#### DOCUMENT SEGMENT

I’ll never understand the neck heel change. I believe they sacrificed that feature to accommodate automation during the build process. In 2011 PRS created a Guitar Center “Throwback 1985” run of Custom 24’s. The model was not true to spec in several key aspects. The neck heel was shaved down to a passable version of the original short heel contour, so why can’t they put a short heel on all of them?
The one-piece Mil-Com bridge is said to be more resonant. I don’t know if anyone could tell the difference, but it is unique to the pre-factory guitars, it does weigh more than the assembled bridges and was probably re-designed just to cut costs.
The headstock decal change is sort-of a good thing. Like the short neck heel, the small signature decal is an immediately recognizable indication that a PRS guitar was made between 1985 and 1994 in the Virginia Ave shop, with a considerably higher level of hands-on, personal craftsmanship in the build.

########

EXERCISES:
1 > Please copy the PRS guitar passage from "I’ll never understand" through "to cut costs.", swapping "neck heel" for "heel joint".
2 > Write the next part of the PRS guitar passage, picking up after its last sentence.

#### LISTED ENTRIES

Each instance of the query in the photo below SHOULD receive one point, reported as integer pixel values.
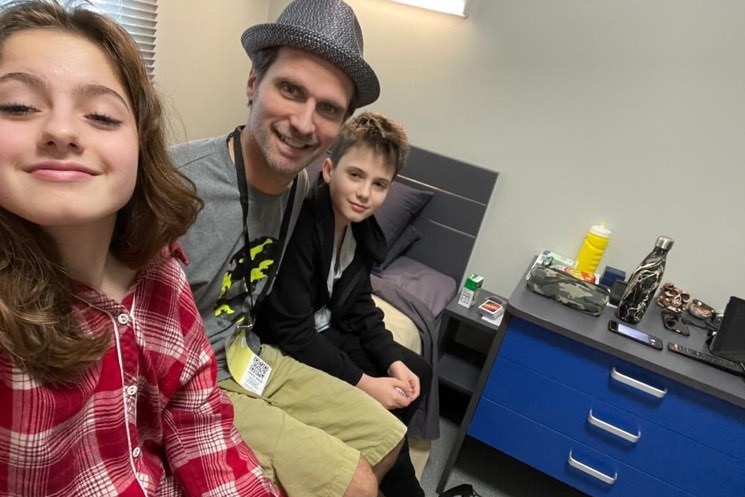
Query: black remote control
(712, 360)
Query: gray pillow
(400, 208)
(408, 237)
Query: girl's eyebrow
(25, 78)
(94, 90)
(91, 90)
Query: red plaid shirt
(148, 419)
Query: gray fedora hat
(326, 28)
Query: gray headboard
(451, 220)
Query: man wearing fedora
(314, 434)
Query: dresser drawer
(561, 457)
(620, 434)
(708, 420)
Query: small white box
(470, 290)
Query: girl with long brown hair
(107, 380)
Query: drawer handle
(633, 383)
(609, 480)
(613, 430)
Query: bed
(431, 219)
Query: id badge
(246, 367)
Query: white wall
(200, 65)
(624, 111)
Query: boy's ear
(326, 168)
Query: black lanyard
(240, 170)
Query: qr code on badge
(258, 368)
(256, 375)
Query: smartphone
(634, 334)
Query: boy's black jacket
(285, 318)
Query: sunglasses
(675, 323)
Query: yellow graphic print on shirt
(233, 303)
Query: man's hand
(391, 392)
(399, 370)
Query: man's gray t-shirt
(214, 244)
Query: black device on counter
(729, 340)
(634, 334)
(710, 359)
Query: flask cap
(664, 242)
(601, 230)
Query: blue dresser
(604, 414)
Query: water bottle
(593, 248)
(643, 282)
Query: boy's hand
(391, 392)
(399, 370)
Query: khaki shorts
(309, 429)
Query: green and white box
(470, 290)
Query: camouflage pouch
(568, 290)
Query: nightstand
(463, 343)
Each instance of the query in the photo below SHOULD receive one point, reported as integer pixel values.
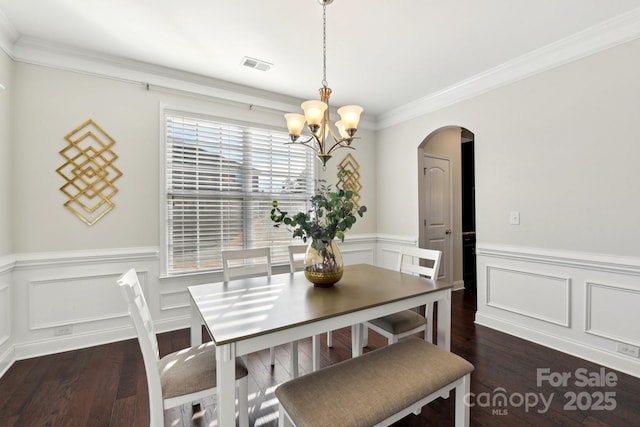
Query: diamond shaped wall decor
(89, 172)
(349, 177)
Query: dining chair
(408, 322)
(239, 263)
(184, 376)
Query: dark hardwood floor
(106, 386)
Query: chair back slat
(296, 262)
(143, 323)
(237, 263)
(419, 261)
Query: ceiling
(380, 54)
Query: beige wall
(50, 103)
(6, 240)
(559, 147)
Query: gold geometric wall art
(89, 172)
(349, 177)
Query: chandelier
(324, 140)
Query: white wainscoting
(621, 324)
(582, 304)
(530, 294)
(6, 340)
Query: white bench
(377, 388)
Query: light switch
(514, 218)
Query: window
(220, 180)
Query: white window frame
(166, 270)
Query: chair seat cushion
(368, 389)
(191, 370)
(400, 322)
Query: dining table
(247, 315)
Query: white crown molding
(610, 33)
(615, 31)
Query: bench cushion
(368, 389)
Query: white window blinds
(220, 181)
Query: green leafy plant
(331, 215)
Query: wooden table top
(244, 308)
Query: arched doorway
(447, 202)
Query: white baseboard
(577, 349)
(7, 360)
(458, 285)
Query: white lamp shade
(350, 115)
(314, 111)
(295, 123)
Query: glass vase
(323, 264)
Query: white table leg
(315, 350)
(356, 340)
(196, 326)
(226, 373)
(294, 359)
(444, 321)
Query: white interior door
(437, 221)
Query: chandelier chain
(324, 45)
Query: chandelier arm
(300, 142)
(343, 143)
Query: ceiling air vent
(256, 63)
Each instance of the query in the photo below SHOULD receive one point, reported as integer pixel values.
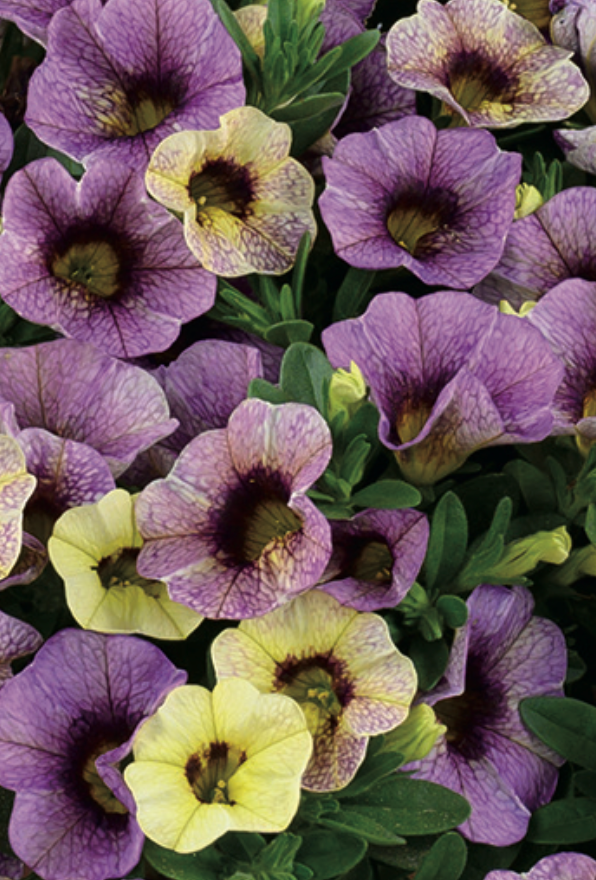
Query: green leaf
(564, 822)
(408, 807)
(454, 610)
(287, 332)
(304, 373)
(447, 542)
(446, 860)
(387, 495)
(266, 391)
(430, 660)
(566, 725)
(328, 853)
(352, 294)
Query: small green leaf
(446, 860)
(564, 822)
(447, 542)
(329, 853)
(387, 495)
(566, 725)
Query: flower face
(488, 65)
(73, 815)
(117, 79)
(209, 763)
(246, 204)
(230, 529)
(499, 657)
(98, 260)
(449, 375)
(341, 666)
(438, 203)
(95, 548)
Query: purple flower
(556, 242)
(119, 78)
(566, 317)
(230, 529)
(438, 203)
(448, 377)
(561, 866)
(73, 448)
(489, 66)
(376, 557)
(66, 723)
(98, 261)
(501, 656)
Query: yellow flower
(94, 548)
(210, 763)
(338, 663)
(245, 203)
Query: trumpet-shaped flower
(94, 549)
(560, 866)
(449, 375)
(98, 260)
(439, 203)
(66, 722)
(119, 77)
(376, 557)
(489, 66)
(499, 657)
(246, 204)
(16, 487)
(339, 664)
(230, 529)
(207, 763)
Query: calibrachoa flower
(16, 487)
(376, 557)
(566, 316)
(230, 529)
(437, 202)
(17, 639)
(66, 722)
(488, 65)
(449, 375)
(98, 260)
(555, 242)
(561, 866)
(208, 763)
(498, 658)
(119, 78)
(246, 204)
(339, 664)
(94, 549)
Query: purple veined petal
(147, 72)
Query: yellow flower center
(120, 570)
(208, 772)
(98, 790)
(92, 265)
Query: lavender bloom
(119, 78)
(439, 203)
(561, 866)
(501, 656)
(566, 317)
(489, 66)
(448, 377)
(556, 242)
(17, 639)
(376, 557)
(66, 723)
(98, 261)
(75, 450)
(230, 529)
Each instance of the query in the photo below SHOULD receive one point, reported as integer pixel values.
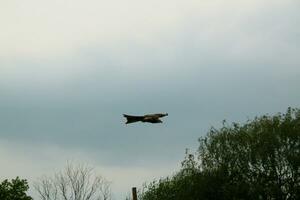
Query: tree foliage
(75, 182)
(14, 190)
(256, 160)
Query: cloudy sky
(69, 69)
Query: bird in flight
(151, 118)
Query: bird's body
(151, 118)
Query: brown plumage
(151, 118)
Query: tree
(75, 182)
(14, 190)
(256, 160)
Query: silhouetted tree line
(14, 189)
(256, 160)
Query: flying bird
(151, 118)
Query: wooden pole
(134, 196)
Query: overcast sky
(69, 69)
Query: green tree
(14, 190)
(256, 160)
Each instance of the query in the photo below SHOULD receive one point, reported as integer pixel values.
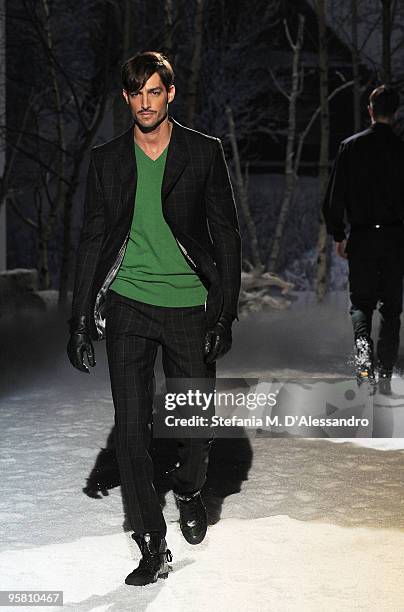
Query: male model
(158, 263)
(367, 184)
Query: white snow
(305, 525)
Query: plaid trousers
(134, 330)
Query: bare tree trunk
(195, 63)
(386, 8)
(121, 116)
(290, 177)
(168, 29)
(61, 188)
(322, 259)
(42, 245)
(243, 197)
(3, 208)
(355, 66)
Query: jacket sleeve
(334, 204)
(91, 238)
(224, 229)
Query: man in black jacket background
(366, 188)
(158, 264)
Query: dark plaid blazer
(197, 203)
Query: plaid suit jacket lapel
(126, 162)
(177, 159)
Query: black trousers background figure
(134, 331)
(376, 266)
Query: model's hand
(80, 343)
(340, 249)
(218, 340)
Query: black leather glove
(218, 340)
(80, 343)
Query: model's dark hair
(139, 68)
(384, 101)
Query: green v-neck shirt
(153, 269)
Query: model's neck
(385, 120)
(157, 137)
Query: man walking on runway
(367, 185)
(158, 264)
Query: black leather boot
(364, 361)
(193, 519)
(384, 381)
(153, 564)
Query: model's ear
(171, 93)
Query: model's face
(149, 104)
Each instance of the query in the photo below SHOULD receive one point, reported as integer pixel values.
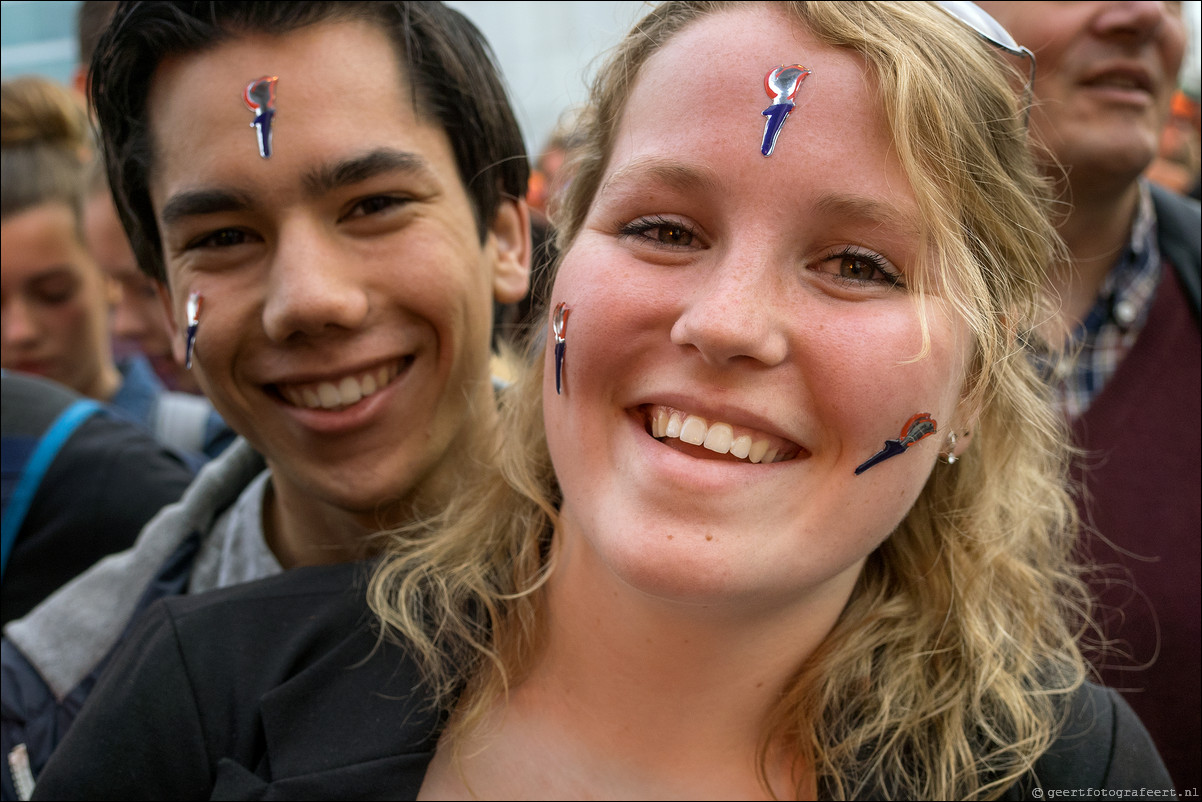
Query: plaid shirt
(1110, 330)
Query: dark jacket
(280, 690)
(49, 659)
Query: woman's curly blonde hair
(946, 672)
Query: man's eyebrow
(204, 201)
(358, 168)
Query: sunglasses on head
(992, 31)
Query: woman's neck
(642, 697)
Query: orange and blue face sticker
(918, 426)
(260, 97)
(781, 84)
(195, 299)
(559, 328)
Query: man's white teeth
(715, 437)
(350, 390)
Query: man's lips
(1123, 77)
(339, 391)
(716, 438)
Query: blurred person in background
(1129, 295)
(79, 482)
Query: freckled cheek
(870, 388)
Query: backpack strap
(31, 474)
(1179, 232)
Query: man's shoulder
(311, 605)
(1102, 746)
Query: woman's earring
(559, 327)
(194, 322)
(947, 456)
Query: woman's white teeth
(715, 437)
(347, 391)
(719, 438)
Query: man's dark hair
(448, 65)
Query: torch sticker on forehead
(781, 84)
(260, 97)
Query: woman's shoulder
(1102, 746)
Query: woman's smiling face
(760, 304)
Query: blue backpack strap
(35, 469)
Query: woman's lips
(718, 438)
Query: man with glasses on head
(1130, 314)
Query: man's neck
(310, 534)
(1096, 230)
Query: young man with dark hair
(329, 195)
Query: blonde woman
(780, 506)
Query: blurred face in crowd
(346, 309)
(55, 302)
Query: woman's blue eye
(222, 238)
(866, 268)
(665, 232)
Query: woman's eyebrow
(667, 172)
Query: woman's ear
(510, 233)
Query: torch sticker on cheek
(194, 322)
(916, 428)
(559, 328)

########

PER-TASK OUTPUTS:
1 >
I’ll never understand the heel joint change. I believe they sacrificed that feature to accommodate automation during the build process. In 2011 PRS created a Guitar Center “Throwback 1985” run of Custom 24’s. The model was not true to spec in several key aspects. The heel joint was shaved down to a passable version of the original short heel contour, so why can’t they put a short heel on all of them?
The one-piece Mil-Com bridge is said to be more resonant. I don’t know if anyone could tell the difference, but it is unique to the pre-factory guitars, it does weigh more than the assembled bridges and was probably re-designed just to cut costs.

2 >
A Word About Vintage Instruments:
You can tell when you have a true vintage instrument in your hands. The resonance of the wood which has aged naturally for decades simply can NOT be duplicated in a new instrument. The Retro, Relic, Custom Shop, Re-Issue, Private Stock, Murphy Lab, Master Built, Throw-Back, etc. guitars can all be built to their original spec, but will never replicate natural aging of the wood through the passage of time. This is a vintage PRS guitar in excellent condition, which is ready for you to honestly, respectfully and authentically “relic” as you make it your own. All at less than the cost of a new core Custom that will sell for half what you paid for it, four years from now. If you’re casually looking here out of curiosity, while thinking more seriously about buying your sixth SE in a different color, your third S2 or a new CE-24, give some thought and consideration to selling some of what you’ve already got to buy a vintage Core PRS instead. Pre-Factory PRS guitars are still affordable and will always increase in value, for as long as you own, play and hold them.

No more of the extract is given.